*** Text for analysis

Skip to content
Join our Newsletter

Notes from the back row

A Case of The Crazies

I'm not sure how much time people have to watch movies these days - seems like there are a few things going on in town and a bit of stuff on TV -  but the Village 8 is bringing in some Oscar bait, a horror remake and Kevin Smith's first crack at a film that he didn't write.

The Crazies is a remake of a 1973 George Romero classic about a small town that gets infected with a virus that makes people go batshit crazy and start killing their friends and neighbours. Timothy Olyphant (The Girl Next Door) stars as the sheriff trying to survive as humanity self-destructs all around him. While director Breck Eisner (Sahara) never matches Romero for tone or thematic resonance, this The Crazies has some real pulse-raising moments and a pretty awesome horror setpieces. When the army shows up we realize that the 'help' is just as dangerous as the infected and Eisner injects social commentary about fearing the military/industrial complex as well as the Holocaust.

It's a lot like a zombie film but The Crazies is different enough, and awesome enough, to warrant a second look.

Those who like to keep up on the Oscar hype should check out An Education, which has garnered Best Picture and Best Actress nominations. Carey Mulligan stars as a naïve 16-year-old girl growing up in 1960s England who desperately wants to be as sophisticated as the pre-Mod bohemian world she is suddenly thrust into after accepting a ride home from an older, possibly psychotic, man-about-town played by Peter Sarsgaard.

******

Things to do:
1 - Answer these questions using the movie column.
(a) In what year was the original version of The Crazies released?
(b) Who plays the sheriff in The Crazies?
(c) Which Oscar nominations has An Education received?
2 - Translate this sentence from the movie column into Spanish: "It's a lot like a zombie film but The Crazies is different enough, and awesome enough, to warrant a second look."
3 - Write the next part of the movie column, picking up after its final sentence.
The records that come after this point are taken from a separate, unrelated source.

*** Provided data

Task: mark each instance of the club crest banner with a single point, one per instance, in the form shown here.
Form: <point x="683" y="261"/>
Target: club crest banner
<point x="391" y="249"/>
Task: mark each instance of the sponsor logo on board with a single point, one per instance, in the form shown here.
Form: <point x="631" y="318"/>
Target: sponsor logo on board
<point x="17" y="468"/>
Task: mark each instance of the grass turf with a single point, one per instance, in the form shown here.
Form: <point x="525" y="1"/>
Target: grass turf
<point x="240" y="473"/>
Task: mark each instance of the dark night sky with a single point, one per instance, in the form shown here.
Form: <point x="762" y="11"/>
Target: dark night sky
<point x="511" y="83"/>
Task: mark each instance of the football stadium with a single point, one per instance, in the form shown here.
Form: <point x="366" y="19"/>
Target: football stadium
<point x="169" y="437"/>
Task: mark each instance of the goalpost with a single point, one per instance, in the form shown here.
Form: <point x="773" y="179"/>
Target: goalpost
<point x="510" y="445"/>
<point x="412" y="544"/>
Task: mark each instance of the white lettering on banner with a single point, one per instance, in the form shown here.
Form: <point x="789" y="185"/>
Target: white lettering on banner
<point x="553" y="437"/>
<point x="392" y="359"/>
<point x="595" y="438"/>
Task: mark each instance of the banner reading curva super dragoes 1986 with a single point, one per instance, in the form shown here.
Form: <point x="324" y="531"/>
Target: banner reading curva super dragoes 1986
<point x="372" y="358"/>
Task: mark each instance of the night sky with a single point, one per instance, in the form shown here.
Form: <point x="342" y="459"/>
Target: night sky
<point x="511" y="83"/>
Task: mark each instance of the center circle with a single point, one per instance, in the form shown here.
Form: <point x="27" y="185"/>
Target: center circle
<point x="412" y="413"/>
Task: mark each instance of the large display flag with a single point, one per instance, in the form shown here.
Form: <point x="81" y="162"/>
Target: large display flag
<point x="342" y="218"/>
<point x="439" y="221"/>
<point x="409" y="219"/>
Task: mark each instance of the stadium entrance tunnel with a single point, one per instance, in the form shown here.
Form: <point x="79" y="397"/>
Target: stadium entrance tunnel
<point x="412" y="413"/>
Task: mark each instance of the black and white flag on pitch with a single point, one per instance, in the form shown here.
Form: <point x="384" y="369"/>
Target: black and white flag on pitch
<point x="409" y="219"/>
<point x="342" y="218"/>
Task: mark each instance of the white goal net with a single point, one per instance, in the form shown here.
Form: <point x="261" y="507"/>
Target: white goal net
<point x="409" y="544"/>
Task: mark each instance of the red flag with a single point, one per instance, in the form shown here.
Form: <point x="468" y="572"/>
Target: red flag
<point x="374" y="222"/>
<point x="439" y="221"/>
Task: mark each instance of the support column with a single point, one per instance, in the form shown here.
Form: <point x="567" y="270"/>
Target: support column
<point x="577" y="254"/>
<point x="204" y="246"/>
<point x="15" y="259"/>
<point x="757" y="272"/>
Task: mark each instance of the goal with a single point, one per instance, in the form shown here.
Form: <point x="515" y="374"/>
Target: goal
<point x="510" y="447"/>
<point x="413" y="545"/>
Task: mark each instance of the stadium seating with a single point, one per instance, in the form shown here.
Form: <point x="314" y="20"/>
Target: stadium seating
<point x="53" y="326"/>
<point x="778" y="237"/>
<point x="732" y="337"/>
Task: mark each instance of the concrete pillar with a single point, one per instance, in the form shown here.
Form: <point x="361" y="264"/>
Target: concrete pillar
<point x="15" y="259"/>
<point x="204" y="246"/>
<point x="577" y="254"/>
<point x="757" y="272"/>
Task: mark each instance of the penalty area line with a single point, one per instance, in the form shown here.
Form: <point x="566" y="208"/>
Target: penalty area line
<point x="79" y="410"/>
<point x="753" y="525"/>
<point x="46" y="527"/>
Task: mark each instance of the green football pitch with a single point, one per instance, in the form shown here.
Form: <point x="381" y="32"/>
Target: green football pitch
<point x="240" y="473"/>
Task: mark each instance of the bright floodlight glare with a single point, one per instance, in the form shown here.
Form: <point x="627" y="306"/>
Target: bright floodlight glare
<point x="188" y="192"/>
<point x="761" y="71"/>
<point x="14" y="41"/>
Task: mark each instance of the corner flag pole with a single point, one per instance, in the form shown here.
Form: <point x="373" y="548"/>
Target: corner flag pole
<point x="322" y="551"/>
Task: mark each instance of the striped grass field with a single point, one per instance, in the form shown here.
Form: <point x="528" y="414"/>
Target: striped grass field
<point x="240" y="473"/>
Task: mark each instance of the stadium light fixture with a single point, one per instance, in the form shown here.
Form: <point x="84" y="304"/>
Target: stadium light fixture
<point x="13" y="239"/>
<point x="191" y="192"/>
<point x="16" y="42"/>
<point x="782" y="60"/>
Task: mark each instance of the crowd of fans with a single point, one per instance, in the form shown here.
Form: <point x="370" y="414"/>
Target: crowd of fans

******

Your written answers:
1 -
(a) 1973
(b) Timothy Olyphant
(c) Best Picture and Best Actress

2 - Se parece mucho a una película de zombis, pero The Crazies es lo bastante diferente, y lo bastante impresionante, como para merecer una segunda mirada.

3 -
Mulligan is great but won't win the statue because her character arc is pretty flat. Sarsgaard does what he does best - lurking danger - and the script, penned by Nick Hornby (High Fidelity) swings and swishes through the first two thirds before flip-flopping into an after-school special for the third act. A good film but certainly not Best Picture material.

Nor is Cop Out, the police buddy comedy that was apparently originally titled A Couple of Dicks and probably should have stayed that way. Fresh off a box-office pummeling with Zack and Miri Make a Porno funny-guy Kevin Smith (Dogma, Mallrats) directs Bruce Willis and Tracy Morgan as two NYPD cops who get tangled up in a web of stupidity and lame jokes while trying to simultaneously recover a valuable baseball card, rescue a Mexican hotty and deal with Morgan's sexual paranoia. Then Stifler shows up and rules as always. Is this movie great, original or worth 12 bucks? Absolutely not, but as long as you don't have an Olympic drug test the next morning you can probably salvage a few chuckles out of it.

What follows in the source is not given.